**WHAT IS BEING ASKED:**
Give the records below again exactly, and exclude each picture.
[[ SOURCE INFORMATION open ]]
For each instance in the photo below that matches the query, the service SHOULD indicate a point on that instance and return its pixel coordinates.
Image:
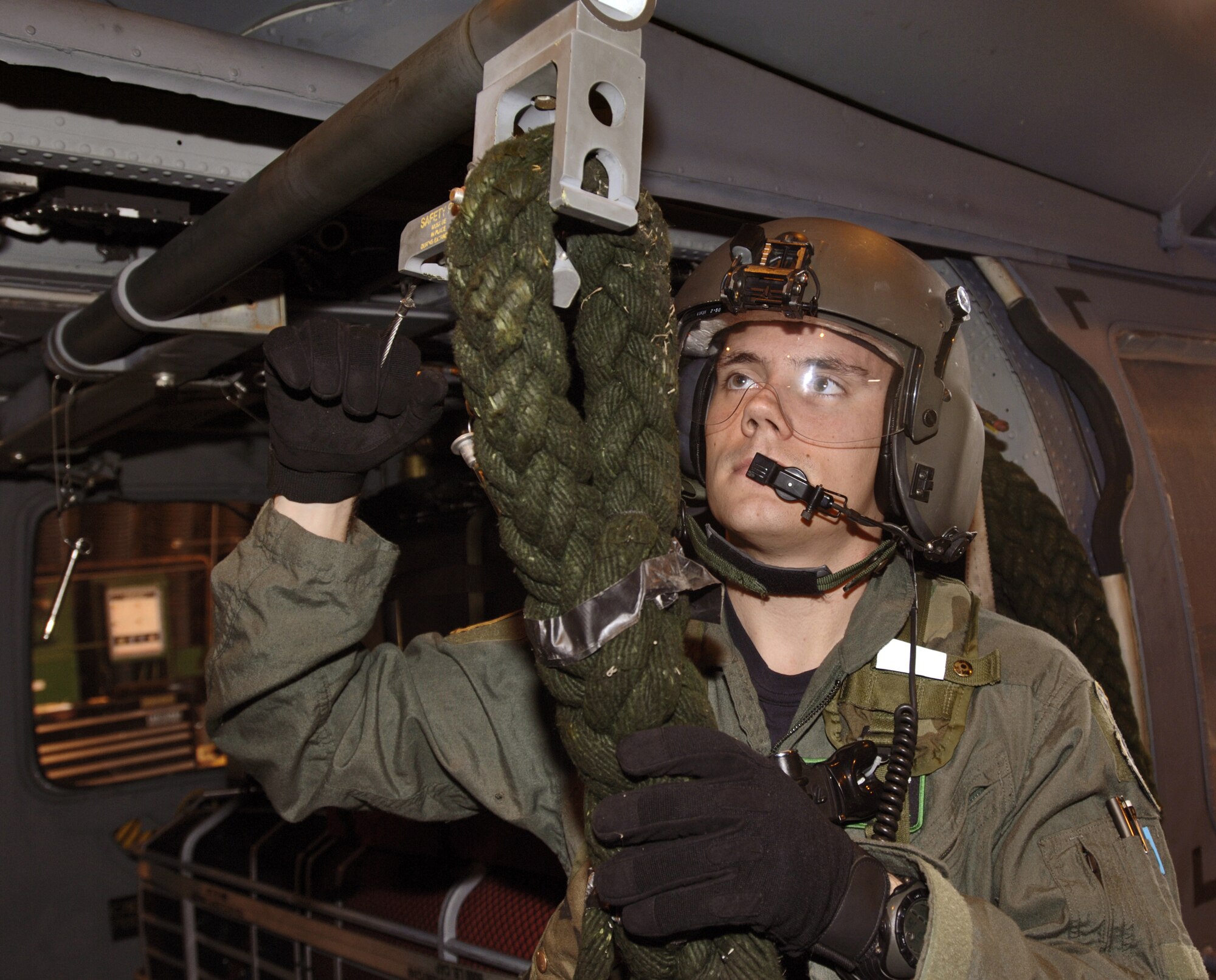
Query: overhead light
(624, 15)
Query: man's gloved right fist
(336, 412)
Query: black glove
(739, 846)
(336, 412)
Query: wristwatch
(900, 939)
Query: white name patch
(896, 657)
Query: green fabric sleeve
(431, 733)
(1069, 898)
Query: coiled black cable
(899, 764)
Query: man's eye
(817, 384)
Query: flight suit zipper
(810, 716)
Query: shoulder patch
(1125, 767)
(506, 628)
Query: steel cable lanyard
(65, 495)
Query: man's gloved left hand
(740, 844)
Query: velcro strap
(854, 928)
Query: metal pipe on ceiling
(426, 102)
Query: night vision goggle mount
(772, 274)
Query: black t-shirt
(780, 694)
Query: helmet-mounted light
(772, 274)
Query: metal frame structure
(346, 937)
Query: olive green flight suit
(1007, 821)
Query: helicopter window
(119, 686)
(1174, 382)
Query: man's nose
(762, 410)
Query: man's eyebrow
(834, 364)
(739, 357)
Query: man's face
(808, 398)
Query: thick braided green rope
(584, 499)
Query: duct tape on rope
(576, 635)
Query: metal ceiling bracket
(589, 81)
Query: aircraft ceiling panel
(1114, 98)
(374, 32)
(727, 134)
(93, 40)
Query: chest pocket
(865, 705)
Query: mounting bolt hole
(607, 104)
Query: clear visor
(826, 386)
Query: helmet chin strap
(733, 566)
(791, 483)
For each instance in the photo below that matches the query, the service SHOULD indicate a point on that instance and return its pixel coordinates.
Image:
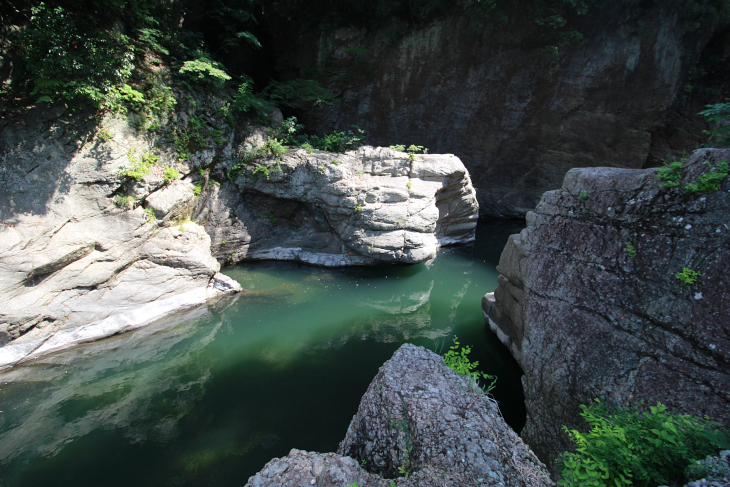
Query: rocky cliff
[[ SOURCE INFORMATION closed ]]
**EXERCISE OUTPUT:**
For each instance in the photo below that matches the query, the service SHOULD indicate a point on that instance and return its pixel coordinates.
Image:
Query: overhead light
(624, 15)
Query: man's gloved right fist
(336, 412)
Query: black glove
(739, 846)
(336, 412)
Query: wristwatch
(900, 939)
Query: white name patch
(896, 657)
Query: green fabric sleeve
(431, 733)
(1069, 898)
Query: coiled black cable
(899, 764)
Query: man's eye
(817, 384)
Query: flight suit zipper
(810, 716)
Query: shoulder patch
(1125, 767)
(506, 628)
Query: steel cable lanyard
(65, 495)
Query: man's gloved left hand
(740, 844)
Query: velcro strap
(854, 928)
Query: metal pipe on ceiling
(426, 102)
Query: night vision goggle mount
(772, 274)
Query: black t-shirt
(780, 694)
Query: helmet-mounted light
(772, 274)
Query: metal frame structure
(346, 937)
Query: olive green flight suit
(1007, 821)
Query: helicopter window
(119, 686)
(1174, 382)
Query: man's nose
(762, 410)
Query: man's eyebrow
(834, 364)
(739, 357)
Query: man's face
(808, 398)
Query: thick braided green rope
(584, 499)
Query: duct tape on rope
(576, 635)
Query: metal ceiling bracket
(589, 81)
Query: aircraft ceiling panel
(1114, 98)
(374, 32)
(727, 134)
(93, 40)
Query: chest pocket
(865, 705)
Query: mounting bolt hole
(607, 104)
Query: clear visor
(826, 386)
Query: helmet chin strap
(733, 566)
(791, 483)
For each instance in the photo below that matches the query, the service SHOULD indicate a point on that instance and return its pixel coordinates.
Image:
Query: rocky cliff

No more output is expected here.